Work order A
In the advice text on end-of-year motivation, where should the list of goals be posted?
Work order B
Copy the advice text on end-of-year motivation word for word, from "The key to keeping" up to and including "fall into place.".

Q: How can I work on motivating myself near the end of the school year?
X responds: The end of the school year is challenging for any and everyone. Teachers start to pile up the workload, your extra-curricular programs begin to ask for a lot more from you, and you may find yourself without any free time for yourself. This can cause a lack of motivation which is completely understandable.
However, it is important that you work to keep yourself motivated. Your second-semester grades are equally as important as your first semester grades ( for colleges, they show a student who is constantly improving which is really important). To keep yourself motivated, think about your end goal. Take a piece of paper and write out all the things you want to accomplish by receiving an education, whether it is making your family proud or to prove something to people who said you would not be able to make it as far as you have.
Post this list of goals beside your bed so that when you wake up, you can constantly remind yourself of the larger purpose you are serving in your life.
The key to keeping yourself motivated is to remind yourself of why you are stressing yourself in the first place. Once you figure this out, everything else in your life should fall into place.
Q: How do I handle or balance my academic and social life?

Data listing
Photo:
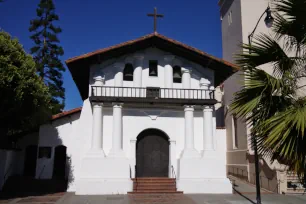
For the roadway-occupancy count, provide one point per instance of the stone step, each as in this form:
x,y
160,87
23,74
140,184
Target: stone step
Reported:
x,y
155,188
156,192
154,181
162,185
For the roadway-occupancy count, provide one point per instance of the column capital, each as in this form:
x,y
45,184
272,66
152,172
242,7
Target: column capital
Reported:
x,y
129,60
185,70
138,56
204,82
99,81
97,105
169,58
207,108
133,140
172,141
117,105
177,62
119,65
188,108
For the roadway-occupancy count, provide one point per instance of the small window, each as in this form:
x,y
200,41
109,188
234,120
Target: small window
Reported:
x,y
44,152
128,72
153,68
234,132
177,74
229,17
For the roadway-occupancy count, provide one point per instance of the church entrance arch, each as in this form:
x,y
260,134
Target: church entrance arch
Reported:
x,y
59,166
152,154
30,161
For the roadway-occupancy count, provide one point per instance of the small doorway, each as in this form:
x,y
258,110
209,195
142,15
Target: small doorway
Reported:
x,y
30,161
59,166
152,154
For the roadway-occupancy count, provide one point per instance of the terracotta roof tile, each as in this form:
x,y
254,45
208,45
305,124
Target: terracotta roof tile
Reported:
x,y
66,113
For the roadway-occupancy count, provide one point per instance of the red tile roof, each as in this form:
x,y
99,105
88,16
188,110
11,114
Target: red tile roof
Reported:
x,y
66,113
79,66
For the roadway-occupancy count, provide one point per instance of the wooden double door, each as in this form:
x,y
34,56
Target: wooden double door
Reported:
x,y
152,154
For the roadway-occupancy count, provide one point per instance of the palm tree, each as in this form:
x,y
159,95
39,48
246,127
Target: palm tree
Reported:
x,y
275,102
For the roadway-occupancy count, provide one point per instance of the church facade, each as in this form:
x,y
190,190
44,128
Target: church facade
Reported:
x,y
152,109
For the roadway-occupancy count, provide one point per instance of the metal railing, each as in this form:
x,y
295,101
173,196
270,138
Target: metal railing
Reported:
x,y
41,171
7,172
270,184
152,92
173,174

Written answer A
Beside your bed.

Written answer B
The key to keeping yourself motivated is to remind yourself of why you are stressing yourself in the first place. Once you figure this out, everything else in your life should fall into place.